= Enunciado 1 =
Responda, com base no trecho sobre o egum:
(a) Qual é o outro nome do ilê-saim?
(b) Qual quantia mínima o babaloxá exige para fazer o egum?
(c) Como se chamavam os três negros de vara em punho junto à porta do fundo?

= Trecho apresentado =
- - -

Era o ofertório. Ao chegar à praia, na parte em que há uns rochedos, a negra desceu, depositou o alguidar. Uma onda mais forte veio, bateu, virou o vaso de barro, quebrou-o, levou as linhas e todos balbuciaram, rojando:

- Iê-man- já!

A santa aparecera na fosforescência lunar, agradecendo...

Depois os sacerdotes ergueram-se, reuniram e nós ficamos de novo sós, enquanto o oceano rugia e, ao longe, tristemente a canzoada ladrava.

- Ainda apanhamos o candomblé, disse Antônio. É preciso que o babaloxá convide V. S. para o egum...

Noutro dia, pouco mais ou menos à meia-noite, estávamos no ilê-saim ou casa das almas.

O egum é uma cerimônia quase pública, a que os feiticeiros convidam certos brancos para presenciar a pantomima do seu extraordinário poder. Esses curiosos fetiches, que para fazer o guincho de santo Ossaim amarram nas pernas bonecas de borracha, com assobio; cujos santos são uni produto de bebedeiras e de hipnose, têm na evocação dos espíritos a máxima encenação da sua força sobre o invisível. Quando morre alguém, quando todos estão diante do corpo, um dos pretos esconde-se e dá um grito. No meio da confusão geral, então, mudando a voz, esse negro grita:

- Emim, toculoni mopé, cá-um-pé, emim! Eu que morri hoje, quero que chamem por mim.

Os donos do defunto arranjam o dinheiro para a evocação, pessoas estranhas ajudam também com a sua quota para aproveitar e saber do futuro. O babaloxá não faz o egum enquanto não tem pelo menos trezentos mil réis. Arranjada a quantia, começa a cerimônia.

Quando entramos na sala das almas, à luz fumarenta dos candeeiros a cena era estranha. Havia brancas, meretrizes de grandes rodelas de carmim nas faces, mulatas em camisa, mostrando os braços com desenhos e iniciais em azul dos proprietários do seu amor, e negros, muitos negros. Estes últimos, sentados em roda do assoalho, estavam quase nus, e algumas negras mesmo inteiramente nuas com os seios pendentes e a carapinha cheia de banha.

- Por que estão eles assim?

- Para mais facilmente receber o espírito.

Junto à porta do fundo, três negros de vara em punho quedavam-se estáticos. Eram os annichans, que faziam guarda ao saluin ou quarto-dos-espíritos. Ouvi dentro do saluin um barulho de pratos, de copos tocados, de garrafas desarrolhadas; um momento pareceu-me ouvir até o estouro forte do champanha barato.

- - -

= Enunciado 2 =
Localize e copie cada uma das linhas em que figura a palavra "pixel".

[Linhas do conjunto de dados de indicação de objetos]

- - -

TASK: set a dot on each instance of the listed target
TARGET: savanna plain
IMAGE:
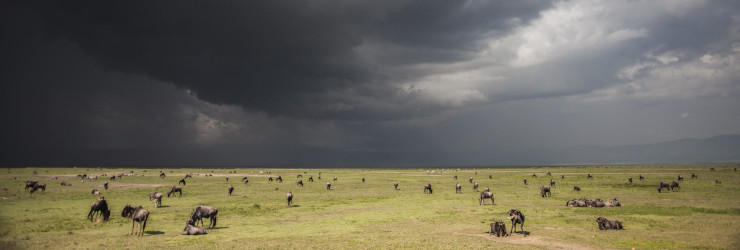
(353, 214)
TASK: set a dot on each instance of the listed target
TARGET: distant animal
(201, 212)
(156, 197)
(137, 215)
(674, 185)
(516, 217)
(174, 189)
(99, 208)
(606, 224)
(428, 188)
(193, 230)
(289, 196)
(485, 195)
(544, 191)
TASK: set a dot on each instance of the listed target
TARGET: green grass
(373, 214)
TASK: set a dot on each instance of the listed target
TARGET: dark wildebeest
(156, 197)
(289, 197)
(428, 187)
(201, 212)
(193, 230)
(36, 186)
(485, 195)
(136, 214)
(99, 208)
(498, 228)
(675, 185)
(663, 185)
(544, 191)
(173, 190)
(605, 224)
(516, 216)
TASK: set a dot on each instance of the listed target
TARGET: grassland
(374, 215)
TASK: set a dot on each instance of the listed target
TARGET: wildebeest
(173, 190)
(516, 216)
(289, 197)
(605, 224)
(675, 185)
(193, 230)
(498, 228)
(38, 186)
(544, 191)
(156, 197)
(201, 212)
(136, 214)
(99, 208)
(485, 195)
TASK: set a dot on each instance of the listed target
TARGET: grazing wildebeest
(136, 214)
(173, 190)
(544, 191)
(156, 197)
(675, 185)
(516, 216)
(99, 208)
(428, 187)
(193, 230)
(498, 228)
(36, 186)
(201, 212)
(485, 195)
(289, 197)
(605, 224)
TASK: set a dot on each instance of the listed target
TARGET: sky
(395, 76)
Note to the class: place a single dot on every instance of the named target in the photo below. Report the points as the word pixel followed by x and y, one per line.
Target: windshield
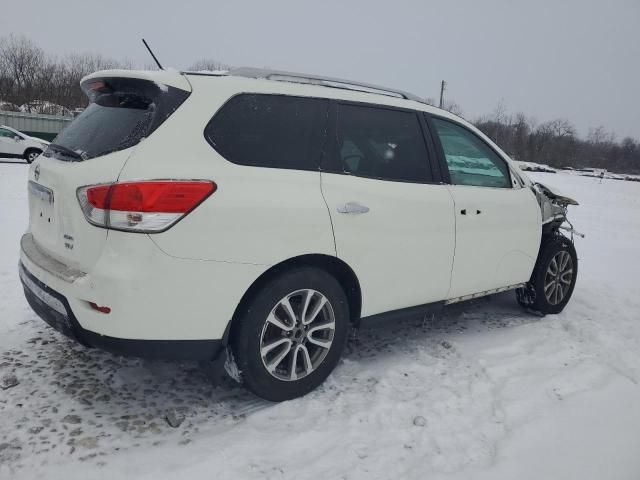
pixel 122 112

- - -

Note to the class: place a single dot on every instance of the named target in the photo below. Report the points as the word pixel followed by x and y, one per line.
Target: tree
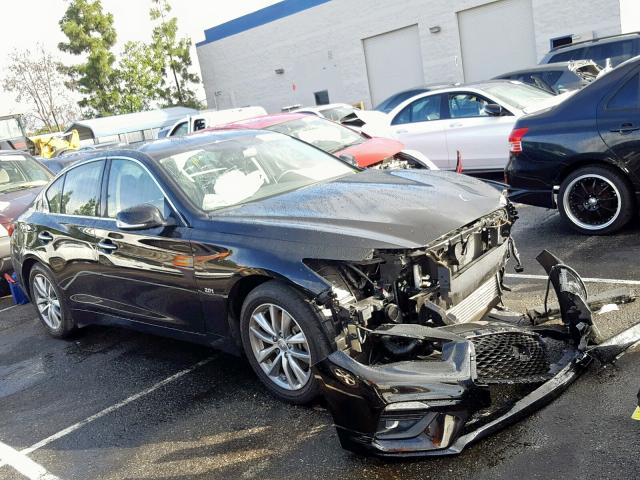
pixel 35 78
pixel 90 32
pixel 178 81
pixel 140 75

- - -

= Resposta escrita 1 =
(a) Casa das almas.
(b) Trezentos mil réis.
(c) Annichans.

= Resposta escrita 2 =
Note to the class: place a single dot on every instance of the named target in the photo below. Report the points as the word pixel followed by x and y, one per line.
pixel 122 112
Note to the class: place a single dot on every instance of the named target in the photo below. Report the points as the word pixel followed by x and y, one per line.
pixel 35 78
pixel 90 32
pixel 178 81
pixel 140 75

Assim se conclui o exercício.